- **Dataset records**:
= = = =

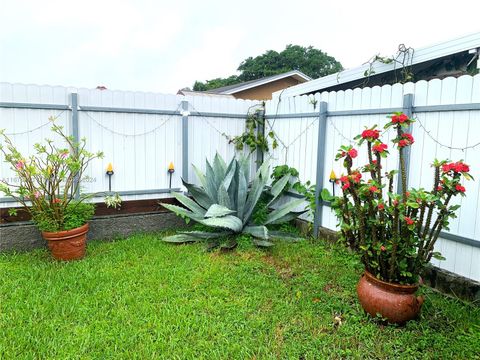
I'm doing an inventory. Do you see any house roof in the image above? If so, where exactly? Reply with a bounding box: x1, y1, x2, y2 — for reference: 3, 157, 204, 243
202, 70, 312, 95
272, 32, 480, 97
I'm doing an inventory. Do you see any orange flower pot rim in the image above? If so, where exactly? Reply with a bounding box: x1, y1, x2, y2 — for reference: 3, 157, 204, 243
42, 223, 89, 241
363, 270, 419, 294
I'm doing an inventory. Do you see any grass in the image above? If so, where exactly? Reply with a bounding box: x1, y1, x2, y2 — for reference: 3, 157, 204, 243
0, 234, 480, 359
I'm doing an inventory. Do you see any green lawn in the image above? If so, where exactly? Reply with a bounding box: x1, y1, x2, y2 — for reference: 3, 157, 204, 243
0, 235, 480, 359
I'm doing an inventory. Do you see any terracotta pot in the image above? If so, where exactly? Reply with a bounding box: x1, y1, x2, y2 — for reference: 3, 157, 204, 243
42, 224, 88, 261
357, 271, 424, 324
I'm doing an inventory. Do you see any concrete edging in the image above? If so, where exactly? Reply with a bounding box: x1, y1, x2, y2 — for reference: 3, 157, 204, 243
0, 212, 186, 252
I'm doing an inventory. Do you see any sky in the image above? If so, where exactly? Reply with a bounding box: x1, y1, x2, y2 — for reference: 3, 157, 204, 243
0, 0, 480, 93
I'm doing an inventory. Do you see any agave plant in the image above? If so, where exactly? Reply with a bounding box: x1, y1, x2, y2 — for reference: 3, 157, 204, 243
163, 154, 305, 246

= = = =

- **SHORT EXERCISE**: Give every line of the records above as a Markdown table with the columns Row and Line, one numbered row per line. Leave out blank lines and the pictures.

- **SOLUTION TO THE PROBLEM**:
| Row | Line |
|---|---|
| 1 | I'm doing an inventory. Do you see any house roof in the image above? If so, where exactly? Reply with a bounding box: x1, y1, x2, y2 — for reference: 3, 157, 204, 243 |
| 2 | 202, 70, 312, 95 |
| 3 | 272, 32, 480, 97 |
| 4 | I'm doing an inventory. Do you see any orange flower pot rim in the image above? If so, where exactly? Reply with a bounding box: x1, y1, x2, y2 — for reference: 3, 157, 204, 243 |
| 5 | 42, 223, 89, 241 |
| 6 | 363, 270, 419, 294 |
| 7 | I'm doing an inventory. Do you see any grass in the image above? If so, where exactly? Reply with a bounding box: x1, y1, x2, y2 — for reference: 3, 157, 204, 243 |
| 8 | 0, 234, 480, 359 |
| 9 | I'm doing an inventory. Do you see any green lawn in the image above? If so, where exactly? Reply with a bounding box: x1, y1, x2, y2 — for reference: 3, 157, 204, 243 |
| 10 | 0, 235, 480, 359 |
| 11 | I'm doing an inventory. Do you see any terracotta pot in the image above? If so, where exactly? Reply with a bounding box: x1, y1, x2, y2 — for reference: 3, 157, 204, 243 |
| 12 | 42, 224, 88, 261 |
| 13 | 357, 271, 424, 324 |
| 14 | I'm doing an inventory. Do you see any concrete edging in the image above? If so, where exactly? Reply with a bounding box: x1, y1, x2, y2 — for reference: 3, 157, 204, 243 |
| 15 | 0, 212, 186, 252 |
| 16 | I'm doing an inventory. Do you see any sky in the image above? If so, where exactly? Reply with a bounding box: x1, y1, x2, y2 — for reference: 3, 157, 204, 243 |
| 17 | 0, 0, 480, 93 |
| 18 | I'm doing an inventory. Do you see any agave plant in the image above? If so, where exactly? Reply with a bounding box: x1, y1, x2, y2 — for reference: 3, 157, 204, 243 |
| 19 | 163, 154, 305, 246 |